[Stored records]

§ §

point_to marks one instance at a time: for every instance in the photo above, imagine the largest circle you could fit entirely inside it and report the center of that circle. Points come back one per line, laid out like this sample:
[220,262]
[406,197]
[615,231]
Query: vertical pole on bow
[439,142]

§ §

[Work to complete] Each record should be transcribed exactly as it was written.

[Response below]
point_to marks one instance at a time: for every instance in the photo above, imagine the largest circle you could fit entirely inside it and report the center of that circle. Points come back one per line, laid out like this sample:
[220,262]
[406,197]
[615,231]
Query: vertical pole on bow
[439,142]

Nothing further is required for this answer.